#### DESCRIPTION OF THE TASK:
Type out the entries again, keeping every word unchanged.

#### SOURCE INFORMATION:
######
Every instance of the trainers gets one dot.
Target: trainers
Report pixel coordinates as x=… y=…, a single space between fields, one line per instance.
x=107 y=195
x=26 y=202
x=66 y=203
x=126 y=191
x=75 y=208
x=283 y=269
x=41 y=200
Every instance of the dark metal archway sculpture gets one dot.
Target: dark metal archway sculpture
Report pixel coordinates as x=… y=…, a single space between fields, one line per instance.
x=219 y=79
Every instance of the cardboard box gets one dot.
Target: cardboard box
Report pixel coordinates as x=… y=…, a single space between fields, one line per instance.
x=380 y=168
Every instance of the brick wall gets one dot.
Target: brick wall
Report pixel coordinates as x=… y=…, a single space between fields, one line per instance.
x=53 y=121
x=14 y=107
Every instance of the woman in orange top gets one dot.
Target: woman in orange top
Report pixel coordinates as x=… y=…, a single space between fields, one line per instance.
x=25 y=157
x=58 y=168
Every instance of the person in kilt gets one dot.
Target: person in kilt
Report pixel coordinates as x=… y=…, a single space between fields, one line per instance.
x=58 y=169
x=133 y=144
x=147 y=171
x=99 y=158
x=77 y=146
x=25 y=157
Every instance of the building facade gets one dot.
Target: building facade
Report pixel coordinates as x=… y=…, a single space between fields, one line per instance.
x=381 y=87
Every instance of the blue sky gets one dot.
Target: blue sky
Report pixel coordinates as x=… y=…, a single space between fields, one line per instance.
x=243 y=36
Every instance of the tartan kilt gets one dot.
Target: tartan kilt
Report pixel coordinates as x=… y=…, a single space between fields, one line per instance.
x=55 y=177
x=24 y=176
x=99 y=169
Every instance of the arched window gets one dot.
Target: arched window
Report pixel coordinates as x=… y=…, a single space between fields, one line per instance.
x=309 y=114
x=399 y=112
######
#### ANSWER TO THE EXERCISE:
Every instance of the trainers gets one dot.
Target: trainers
Report pixel coordinates as x=… y=…, a single space between fields, one line per instance.
x=107 y=195
x=26 y=202
x=66 y=203
x=126 y=191
x=75 y=208
x=283 y=269
x=41 y=200
Every instance of the dark metal archway sculpture gets one dot.
Target: dark metal archway sculpture
Report pixel coordinates as x=… y=…, a single space between fields, one line per instance.
x=219 y=79
Every instance of the cardboard box gets one dot.
Target: cardboard box
Report pixel coordinates as x=… y=…, a single space between fields, one line per instance.
x=380 y=168
Every instance of the brick wall gets one dot.
Target: brick wall
Report pixel coordinates as x=… y=…, a single space between fields, one line per instance.
x=53 y=121
x=14 y=107
Every instance of the woman in orange top gets one dot.
Target: woman in orange top
Report pixel coordinates as x=… y=…, a single space between fields, one line per instance.
x=25 y=157
x=58 y=168
Every instance of the person in kilt gets one dot.
Target: person in kilt
Report pixel coordinates as x=… y=…, a single space between fields, one line per instance.
x=58 y=169
x=133 y=144
x=147 y=171
x=99 y=158
x=77 y=146
x=25 y=157
Every instance of the building facade gets one dot.
Target: building facade
Report pixel coordinates as x=… y=…, a single space between fields, one line per instance.
x=381 y=87
Every instance of the blue sky gets one dot.
Target: blue sky
Report pixel coordinates as x=… y=…, a single space between fields, one line per instance.
x=243 y=36
Every instance of the tartan kilt gets one dot.
Target: tartan kilt
Report pixel coordinates as x=… y=…, a single space between fields, one line per instance.
x=55 y=177
x=24 y=176
x=99 y=169
Every instance of the arched window gets one dot.
Target: arched window
Report pixel coordinates as x=… y=…, a single space between fields, one line per instance.
x=309 y=114
x=399 y=112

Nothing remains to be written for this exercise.